### WORK INSTRUCTIONS
Reproduce the material from the line holding "clipboard -> simplified" through the line holding "Outline every instance of the clipboard.", inclusive, substituting "notebook" for "clipboard" and changing nothing else.

** Begin THE DATA **

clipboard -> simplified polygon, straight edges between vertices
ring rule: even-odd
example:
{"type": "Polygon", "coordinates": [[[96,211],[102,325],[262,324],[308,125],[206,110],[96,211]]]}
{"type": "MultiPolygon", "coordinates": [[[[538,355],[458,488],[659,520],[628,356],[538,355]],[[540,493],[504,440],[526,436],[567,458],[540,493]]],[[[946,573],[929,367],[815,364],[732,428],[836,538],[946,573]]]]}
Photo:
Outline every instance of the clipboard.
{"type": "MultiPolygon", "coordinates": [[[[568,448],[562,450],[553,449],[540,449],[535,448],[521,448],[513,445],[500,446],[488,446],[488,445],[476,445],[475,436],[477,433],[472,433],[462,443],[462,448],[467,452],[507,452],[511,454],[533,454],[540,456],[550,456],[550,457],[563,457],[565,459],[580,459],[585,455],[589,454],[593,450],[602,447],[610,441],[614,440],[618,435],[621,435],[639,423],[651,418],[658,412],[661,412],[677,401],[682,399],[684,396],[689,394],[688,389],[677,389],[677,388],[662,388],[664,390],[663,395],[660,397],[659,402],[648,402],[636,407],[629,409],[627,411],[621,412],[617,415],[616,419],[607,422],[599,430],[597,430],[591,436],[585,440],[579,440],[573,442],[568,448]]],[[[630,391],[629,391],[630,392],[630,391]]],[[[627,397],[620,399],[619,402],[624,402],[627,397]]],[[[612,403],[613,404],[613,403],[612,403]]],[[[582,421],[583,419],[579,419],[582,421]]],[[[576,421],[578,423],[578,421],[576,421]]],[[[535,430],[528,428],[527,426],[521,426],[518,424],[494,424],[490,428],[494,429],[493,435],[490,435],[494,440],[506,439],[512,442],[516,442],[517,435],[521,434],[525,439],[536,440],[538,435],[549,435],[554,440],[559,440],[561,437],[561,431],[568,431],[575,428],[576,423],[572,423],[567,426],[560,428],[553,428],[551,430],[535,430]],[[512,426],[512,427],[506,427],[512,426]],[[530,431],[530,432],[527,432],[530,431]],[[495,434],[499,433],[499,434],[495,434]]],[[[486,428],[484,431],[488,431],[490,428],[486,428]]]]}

** End THE DATA **
** Begin THE DATA **

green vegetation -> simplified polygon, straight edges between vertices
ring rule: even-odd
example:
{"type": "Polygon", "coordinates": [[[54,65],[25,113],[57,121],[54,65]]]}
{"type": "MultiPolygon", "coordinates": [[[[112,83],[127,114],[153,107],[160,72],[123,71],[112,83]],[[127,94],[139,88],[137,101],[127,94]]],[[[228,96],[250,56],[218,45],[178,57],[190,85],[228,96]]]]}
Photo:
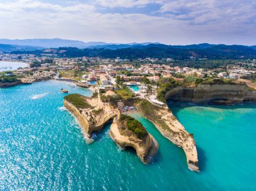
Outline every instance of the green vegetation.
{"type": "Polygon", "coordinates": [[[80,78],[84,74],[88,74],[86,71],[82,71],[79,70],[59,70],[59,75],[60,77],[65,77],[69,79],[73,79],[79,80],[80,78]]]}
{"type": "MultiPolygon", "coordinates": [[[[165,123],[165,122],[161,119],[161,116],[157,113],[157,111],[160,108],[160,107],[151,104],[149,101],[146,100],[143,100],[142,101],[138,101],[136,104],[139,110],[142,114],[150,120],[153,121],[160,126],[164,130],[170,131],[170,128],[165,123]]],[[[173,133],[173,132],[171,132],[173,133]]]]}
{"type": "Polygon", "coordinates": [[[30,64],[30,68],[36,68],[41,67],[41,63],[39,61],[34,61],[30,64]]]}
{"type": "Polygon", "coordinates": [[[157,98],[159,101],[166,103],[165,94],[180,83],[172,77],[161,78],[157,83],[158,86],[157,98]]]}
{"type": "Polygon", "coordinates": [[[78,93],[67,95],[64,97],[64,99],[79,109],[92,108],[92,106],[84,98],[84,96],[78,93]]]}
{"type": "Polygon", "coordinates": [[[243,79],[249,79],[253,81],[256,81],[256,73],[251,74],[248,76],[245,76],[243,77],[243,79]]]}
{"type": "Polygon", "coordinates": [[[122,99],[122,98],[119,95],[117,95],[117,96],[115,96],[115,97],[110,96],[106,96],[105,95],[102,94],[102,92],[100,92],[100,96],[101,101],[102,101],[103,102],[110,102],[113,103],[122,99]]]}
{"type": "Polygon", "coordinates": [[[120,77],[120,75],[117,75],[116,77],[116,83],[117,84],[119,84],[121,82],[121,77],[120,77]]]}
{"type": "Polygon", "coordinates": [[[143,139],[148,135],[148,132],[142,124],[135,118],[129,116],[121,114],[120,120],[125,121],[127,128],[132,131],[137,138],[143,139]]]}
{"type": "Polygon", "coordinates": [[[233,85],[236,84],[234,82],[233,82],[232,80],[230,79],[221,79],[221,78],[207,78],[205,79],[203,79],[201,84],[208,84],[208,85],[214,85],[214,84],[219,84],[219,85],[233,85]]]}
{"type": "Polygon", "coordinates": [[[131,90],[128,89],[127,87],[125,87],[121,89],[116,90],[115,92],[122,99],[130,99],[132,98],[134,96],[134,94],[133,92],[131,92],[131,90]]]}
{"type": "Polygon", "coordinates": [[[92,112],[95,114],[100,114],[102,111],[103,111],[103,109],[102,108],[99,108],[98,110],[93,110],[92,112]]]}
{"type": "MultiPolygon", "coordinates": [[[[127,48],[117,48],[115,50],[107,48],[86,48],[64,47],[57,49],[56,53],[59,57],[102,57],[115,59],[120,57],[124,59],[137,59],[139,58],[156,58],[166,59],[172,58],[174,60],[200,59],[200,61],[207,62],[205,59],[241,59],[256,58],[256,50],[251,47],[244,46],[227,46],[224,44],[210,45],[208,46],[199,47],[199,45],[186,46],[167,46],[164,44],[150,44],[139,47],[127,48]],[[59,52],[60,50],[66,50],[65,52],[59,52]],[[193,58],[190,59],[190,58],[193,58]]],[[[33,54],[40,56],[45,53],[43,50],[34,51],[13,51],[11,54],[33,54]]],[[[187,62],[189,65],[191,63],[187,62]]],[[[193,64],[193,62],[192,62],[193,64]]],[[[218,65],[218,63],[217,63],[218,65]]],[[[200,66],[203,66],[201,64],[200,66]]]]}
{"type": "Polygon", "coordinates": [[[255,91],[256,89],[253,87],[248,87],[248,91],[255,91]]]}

** End THE DATA **

### REPLY
notebook -> simplified polygon, straight edges between vertices
ring rule: even-odd
example:
{"type": "Polygon", "coordinates": [[[96,211],[102,325],[262,324],[308,125],[206,110],[96,211]]]}
{"type": "MultiPolygon", "coordinates": [[[[538,355],[458,488],[659,520],[628,356],[538,355]],[[540,493],[504,440],[526,436],[567,458],[540,493]]],[[[946,573],[929,367],[815,364],[732,428],[836,538],[946,573]]]]}
Photo:
Outline every instance of the notebook.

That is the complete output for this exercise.